Pandemi yassak-kısıtlamalarının ülkeye ve millete ise yan etkisi olarak başta ülkenin ekonomisini çökertmek, toplumu maskeli-maskesiz, aşılı-aşısız olarak birbirine karşı potansiyel düşman olarak göstermek, bölmek, aileyi dağıtmak, sosyal dokuyu parçalamak, küçük esnafı yok ederek piyasayı küresel şirketlerle bağlantılı online ve zincir firmalara peşkeş çekmek ve halkı bunlara bağımlı hale getirmek, online eğitim ile gelecek nesli asosyal-bencil ve içine kapanık bireyler haline getirmek, milli-kültürel-tarihsel değerleri-bayramları, ziyaretleri resetlemek ve toplumun birlik-beraberlik duygularını zaman içinde öğütüp unutturmak, tarımı perişan edip küresel gıda kıtlığı değirmenine su taşımak, dışarıya bağımlı hale getirmek, hayat pahalılığı ve zam yağmurlarına sebep olmak, enflasyonu dizginlenemez boyutta uçurmak vb gibi yüzlerce tehlikeli yan etkileri hala vardır.
Sonuç Olarak;
- Herhangi bir tedavi geliştirdiler mi? Hayır. Umut veren bir mesajlarıda yok.
- Peki ne var? Sadece aşı var. Uzat kolunu yeni doz aşıyı ol, belki kurtulursun slogancılığı var.
- Yaptıkları bilim adamlığı mı? Bunlara da aşı mümessili deyince de bozuluyorlar.
Son soruyla makaleye bitirelim;
Niçin karşıt fikirde bilim adamlarıyla aynı programlara çıkmıyorlar?
Çünkü küresel aşı-ilaç firmalarının ellerine tutuşturdukları aşılanmaya yönelik sözüm ona etkili propaganda bilgisinden başka birşey yok.
Mesela; Prof. Dr. Serhat Fındık, Prof. Dr. Haluk Vahaboğlu, Op. Dr. Mehmet Okan Özdemir, Op. Dr. Bilgehan Bilge, Doç.Dr. Ferhat Arslan ve Araştırmacı yazar Erkan Türükten ile aynı yayına çıksınlar ya!
Çıkamazlar. Hatta çıkarmazlar! Bu asla mümkün değil.
Çünkü yalanları tek tek ortaya çıkacak.

========================================

• Yapılacak İşler:
A. Pandemi yazısında "- Peki ne var?" ile başlayıp "yayına çıksınlar ya!" ile biten kısmı aynen yeniden yazar mısın?
B. Pandemi yazısını kaldığı yerden sürdürür müsün?
Satırlar, pandemi yazısından bağımsız ayrı bir malzemedir.

• Alıştırma Verileri:
========================================

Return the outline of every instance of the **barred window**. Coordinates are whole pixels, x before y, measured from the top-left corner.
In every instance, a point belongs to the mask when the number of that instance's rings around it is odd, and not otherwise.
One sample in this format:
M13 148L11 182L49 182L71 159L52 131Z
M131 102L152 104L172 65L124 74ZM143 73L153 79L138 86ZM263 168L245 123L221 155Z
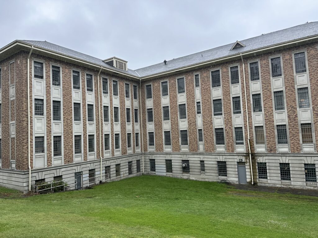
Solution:
M61 141L60 136L53 136L53 156L60 156L62 155Z
M185 107L185 104L179 104L179 108L180 119L186 119L187 109Z
M88 92L93 91L93 76L86 74L86 88Z
M298 103L300 108L309 108L309 96L308 88L302 88L298 89Z
M221 77L219 70L211 71L211 78L212 81L212 88L221 86Z
M109 116L108 106L103 106L103 108L104 112L104 122L108 122L109 121Z
M296 73L306 72L306 59L305 58L305 52L295 54L294 55Z
M287 144L287 130L286 125L276 126L277 131L277 142L279 144Z
M81 135L74 136L74 153L75 154L82 153L82 136Z
M280 179L282 180L290 180L290 168L289 163L280 163L279 168L280 171Z
M255 142L257 145L265 144L264 129L263 126L255 127Z
M53 121L61 121L61 101L53 101L52 107Z
M154 146L155 145L155 138L154 137L153 132L148 133L148 144L149 146Z
M35 154L41 154L44 153L44 137L36 136L34 146Z
M80 72L73 70L73 88L74 89L80 89Z
M103 94L108 94L108 80L106 78L102 78L103 87Z
M252 95L253 100L253 111L254 112L262 111L262 101L260 94L258 93Z
M109 134L105 134L104 135L104 146L105 150L109 150Z
M231 84L235 84L239 83L238 66L231 67L230 69L231 71Z
M301 138L303 144L313 143L313 132L311 123L303 123L300 124L301 129Z
M80 122L81 117L80 103L74 102L73 105L74 110L74 121Z
M217 145L224 144L224 132L223 128L215 129L215 142Z
M61 85L60 68L58 66L52 66L52 85L55 86Z
M87 120L94 121L94 105L93 104L87 104Z
M146 92L147 99L152 98L152 89L151 84L146 85Z
M272 76L279 77L281 76L281 67L280 66L280 57L273 58L271 59L272 66Z
M166 173L172 172L172 161L166 160Z
M34 98L34 115L43 116L44 114L43 99Z
M34 77L43 79L44 76L43 63L34 61L33 64Z
M284 110L285 109L284 92L282 91L277 91L274 92L274 100L275 110Z
M226 161L218 161L218 172L219 176L227 176Z
M258 62L254 62L250 64L250 73L251 74L251 81L259 80Z
M267 179L267 167L266 163L258 162L257 171L259 179Z
M164 145L171 145L171 138L170 132L164 131Z
M215 116L222 115L222 99L214 99L213 100L213 114Z
M95 151L94 138L94 135L88 135L88 152L94 152Z
M244 145L243 128L242 127L235 127L234 128L234 131L235 133L235 144Z
M241 114L241 97L233 97L232 98L233 103L233 114Z
M161 82L161 95L162 96L167 96L168 92L168 81Z
M163 121L169 121L170 120L170 115L169 112L169 106L163 107L162 110L163 114Z
M178 82L178 93L183 93L185 91L184 87L184 78L181 78L177 80Z
M305 164L305 177L306 182L317 182L316 165L315 164Z

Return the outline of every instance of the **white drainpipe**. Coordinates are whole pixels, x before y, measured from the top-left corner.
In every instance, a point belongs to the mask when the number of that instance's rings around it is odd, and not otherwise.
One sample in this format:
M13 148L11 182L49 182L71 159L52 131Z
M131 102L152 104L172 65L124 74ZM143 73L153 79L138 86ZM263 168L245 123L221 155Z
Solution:
M243 64L243 76L244 77L244 89L245 94L245 106L246 106L246 120L247 122L247 143L248 143L248 153L250 155L250 165L251 166L251 176L252 178L252 185L254 184L254 181L253 178L253 168L252 167L252 156L251 153L251 144L250 142L250 129L249 124L248 123L248 111L247 110L247 99L246 96L246 83L245 81L245 70L244 68L244 61L243 56L241 54L241 58L242 63Z

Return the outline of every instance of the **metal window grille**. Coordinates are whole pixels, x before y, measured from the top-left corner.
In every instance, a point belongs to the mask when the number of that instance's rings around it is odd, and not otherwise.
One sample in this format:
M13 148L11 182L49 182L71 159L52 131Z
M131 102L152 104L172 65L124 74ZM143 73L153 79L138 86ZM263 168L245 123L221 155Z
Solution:
M172 172L172 161L166 160L166 173Z
M152 109L149 108L147 109L147 115L148 116L148 122L151 122L154 121L153 115L152 114Z
M217 145L224 144L224 132L223 128L215 129L215 142Z
M226 161L218 161L218 172L219 176L227 176Z
M89 122L94 121L94 105L87 104L87 120Z
M184 78L178 78L177 80L178 82L178 93L183 93L185 91Z
M118 122L119 121L119 111L118 107L114 107L114 122Z
M183 160L182 172L186 174L190 173L190 163L189 160Z
M52 84L55 86L61 85L60 68L58 66L52 66Z
M284 102L284 92L282 91L274 92L274 99L275 104L275 110L284 110L285 109Z
M62 155L61 136L53 136L53 156L60 156Z
M88 92L93 91L93 76L86 74L86 88Z
M301 124L301 138L304 144L313 143L313 132L311 123Z
M119 144L119 134L115 134L115 149L119 149L120 148Z
M153 159L149 160L149 163L150 164L150 172L155 172L156 171L156 162Z
M308 88L302 88L298 89L298 103L300 108L309 108L309 96L308 96Z
M233 103L233 114L240 114L241 97L233 97L232 101Z
M264 129L263 126L255 127L255 142L257 145L265 144Z
M103 87L103 94L108 94L108 80L106 78L102 79L102 83Z
M170 115L169 112L169 106L163 107L162 108L163 114L163 121L169 121L170 120Z
M80 122L81 119L80 103L74 102L73 107L74 110L74 121L75 122Z
M34 146L35 154L44 153L44 137L36 136Z
M126 109L126 122L130 122L130 109Z
M262 111L262 102L260 94L258 93L252 95L253 100L253 111L254 112Z
M251 74L251 81L259 80L258 62L254 62L250 64L250 73Z
M115 80L113 81L113 96L118 96L118 82Z
M168 95L168 81L161 82L161 95L162 96Z
M44 76L43 63L34 61L34 77L43 79Z
M105 150L109 150L109 134L105 134L104 135L104 146Z
M94 152L95 151L94 138L94 135L88 135L88 152Z
M129 89L129 83L125 84L125 95L127 98L129 98L130 97L130 89Z
M257 171L259 179L267 179L267 167L266 163L258 162Z
M164 145L171 145L171 137L170 132L164 131Z
M278 125L276 126L277 132L277 142L278 144L287 144L287 130L286 125Z
M196 88L200 87L200 79L198 74L196 74L194 76L194 81L196 83Z
M179 114L180 119L186 119L187 118L187 109L185 104L179 104Z
M244 145L243 128L242 127L235 127L234 129L234 131L235 133L235 144Z
M201 114L201 102L197 102L197 114Z
M155 145L155 138L154 137L153 132L148 133L148 144L149 146Z
M149 84L146 85L146 91L147 96L147 99L152 98L152 89L151 85Z
M52 102L53 121L61 121L61 101Z
M305 52L295 54L295 67L296 73L304 73L306 72L306 59L305 58Z
M222 115L222 99L214 99L213 100L213 114L215 116Z
M280 179L282 180L290 180L290 168L288 163L280 163Z
M74 136L74 153L75 154L82 153L82 136L80 135Z
M74 89L80 89L80 72L73 70L73 88Z
M230 68L231 71L231 84L235 84L239 83L238 77L238 66L234 66Z
M306 182L317 182L316 165L315 164L305 164L305 177Z

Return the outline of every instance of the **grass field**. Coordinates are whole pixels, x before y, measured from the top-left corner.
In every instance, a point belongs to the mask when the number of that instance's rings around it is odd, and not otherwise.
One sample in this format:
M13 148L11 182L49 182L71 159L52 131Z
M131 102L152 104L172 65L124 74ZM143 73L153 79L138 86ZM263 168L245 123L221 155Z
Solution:
M317 237L317 224L318 198L216 182L143 176L27 197L0 188L1 237Z

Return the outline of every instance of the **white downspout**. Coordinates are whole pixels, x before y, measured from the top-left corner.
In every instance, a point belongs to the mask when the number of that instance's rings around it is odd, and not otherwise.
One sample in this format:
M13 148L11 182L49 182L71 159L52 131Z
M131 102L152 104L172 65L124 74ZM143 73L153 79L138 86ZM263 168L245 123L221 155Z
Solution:
M30 158L30 57L33 51L31 48L28 56L28 161L29 163L29 191L31 191L31 160Z
M248 143L248 153L250 155L250 165L251 166L251 176L252 178L252 185L254 184L254 179L253 178L253 168L252 167L252 156L251 153L251 144L250 142L250 129L249 124L248 122L248 111L247 110L247 99L246 96L246 83L245 81L245 69L244 68L244 61L243 56L241 54L241 58L242 63L243 64L243 76L244 77L244 91L245 95L245 106L246 107L246 120L247 122L247 143Z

========================================

• Görev Sonuçları:
A.
- Peki ne var? Sadece aşı var. Uzat kolunu yeni doz aşıyı ol, belki kurtulursun slogancılığı var.
- Yaptıkları bilim adamlığı mı? Bunlara da aşı mümessili deyince de bozuluyorlar.
Son soruyla makaleye bitirelim;
Niçin karşıt fikirde bilim adamlarıyla aynı programlara çıkmıyorlar?
Çünkü küresel aşı-ilaç firmalarının ellerine tutuşturdukları aşılanmaya yönelik sözüm ona etkili propaganda bilgisinden başka birşey yok.
Mesela; Prof. Dr. Serhat Fındık, Prof. Dr. Haluk Vahaboğlu, Op. Dr. Mehmet Okan Özdemir, Op. Dr. Bilgehan Bilge, Doç.Dr. Ferhat Arslan ve Araştırmacı yazar Erkan Türükten ile aynı yayına çıksınlar ya!

B.
Yüzlerce bilimsel yayını olan Dr, Doçent, Prof vs olsanız bile küresel ilaç endüstrisinin aşı firmalarının plan ve projelerine, ürünlerine gerekli övgüyü yapmazsanız hiçbir değeriniz olmaz. Tv ekranlarından boykot yersiniz. Hiçbir bilimsel yayınınız, başarınız olmasa da, medyaya çıkıp sadece “kolları sıvayın ve aşı olun, bu güce güvenin, maske takın, sosyal mesafeyi koruyun” derseniz aylarca tv ekranlarına çıkarılırsınız.
Bunlarla da yetinmeyip; “maske-mesafe-hijyen, aşı olun, hatırlatma dozlarınızı unutmayın, şu varyant geliyor, bu mutasyon yayılıyor, yoğun bakımlar dolmaya başladı, maymun-çiçek-kuş-böcek virüsü, aşısızların tsunamisi geliyor, yoksa herkes ölecek” derseniz ve ne kadar etkiki korku verirseniz, Nobel ödülü almış bilim adamı gibi karşılanırsınız ve her zaman ummadığını yerlerden destek görürsünüz.
Peki, yerli ve milli görünümlü medyamız ne yapıyor?
Medya elbette aşı firmalarının ve temsilciğine soyunmuşların borazanlığını yapmaya devam ediyor. Yerli ama kirli bir kısım medya da bunların borazanı olmuş durumda. Çocuklarımızı deneylerine alet etmek istediklerini yaptıkları haberlerle yeni sezon dizi filmlerle mesajlar vererek açık açık çekinmeden dile getirdiler. Usta araştırmacı gazeteciler dünyada deneysel sıvılarla şüphe ve eleştirilerle yüzlerce araştırma sonuçları ve bunlarla ilgili makaleler yayınlamasına dair tek satır haber yaptılar mı?
Tabiki hayır! Alanında bilimsel çalışmalarıyla tanınmış en yetkin hocaların aşılarla ilgili çekincelerini dahi kaleme alamayan gazeteciler “dananın kuyruğu… Pardon dili” söz konusu olunca adeta birer Alfred Hitchcock kesildiler başımıza.
Milleti daha fazla kışkırtan medyadır.
Medya para kazanmasa yayın hayatına devam edemeyeceğine göre, nere(ler)den fonladığını bilemediğimiz bu densizler, bizler en kısa zamanda bir araya gelemezsek ekmeğimize, ailemize, çocuklarımıza göz dikip “sağlık” bahanesiyle herşeyi söyleyecekler.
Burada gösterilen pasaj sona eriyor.